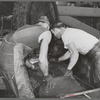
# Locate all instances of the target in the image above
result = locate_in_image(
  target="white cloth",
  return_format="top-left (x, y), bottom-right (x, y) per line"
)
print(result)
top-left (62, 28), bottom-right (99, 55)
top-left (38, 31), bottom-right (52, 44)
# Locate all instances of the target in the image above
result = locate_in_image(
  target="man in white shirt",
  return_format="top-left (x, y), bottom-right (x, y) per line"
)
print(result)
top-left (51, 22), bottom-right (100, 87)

• • •

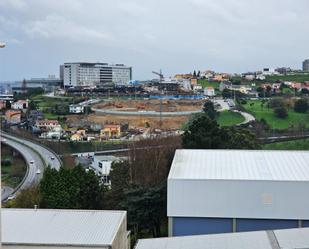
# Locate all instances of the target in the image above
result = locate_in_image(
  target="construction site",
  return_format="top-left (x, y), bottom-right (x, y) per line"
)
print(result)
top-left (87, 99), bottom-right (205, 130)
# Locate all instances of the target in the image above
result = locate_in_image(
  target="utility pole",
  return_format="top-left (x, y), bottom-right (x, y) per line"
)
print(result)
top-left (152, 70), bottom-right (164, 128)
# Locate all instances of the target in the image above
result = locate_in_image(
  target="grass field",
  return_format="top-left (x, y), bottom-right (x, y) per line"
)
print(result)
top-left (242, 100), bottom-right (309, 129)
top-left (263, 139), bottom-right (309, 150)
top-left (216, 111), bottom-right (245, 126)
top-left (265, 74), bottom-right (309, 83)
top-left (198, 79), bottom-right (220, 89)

• • •

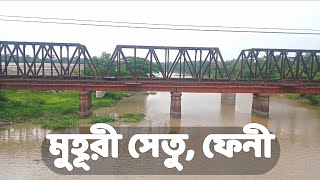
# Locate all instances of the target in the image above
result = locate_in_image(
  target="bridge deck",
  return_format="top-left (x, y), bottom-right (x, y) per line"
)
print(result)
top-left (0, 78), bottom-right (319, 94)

• • •

From the listing above, count the lines that include the word "white" and give the total alone.

2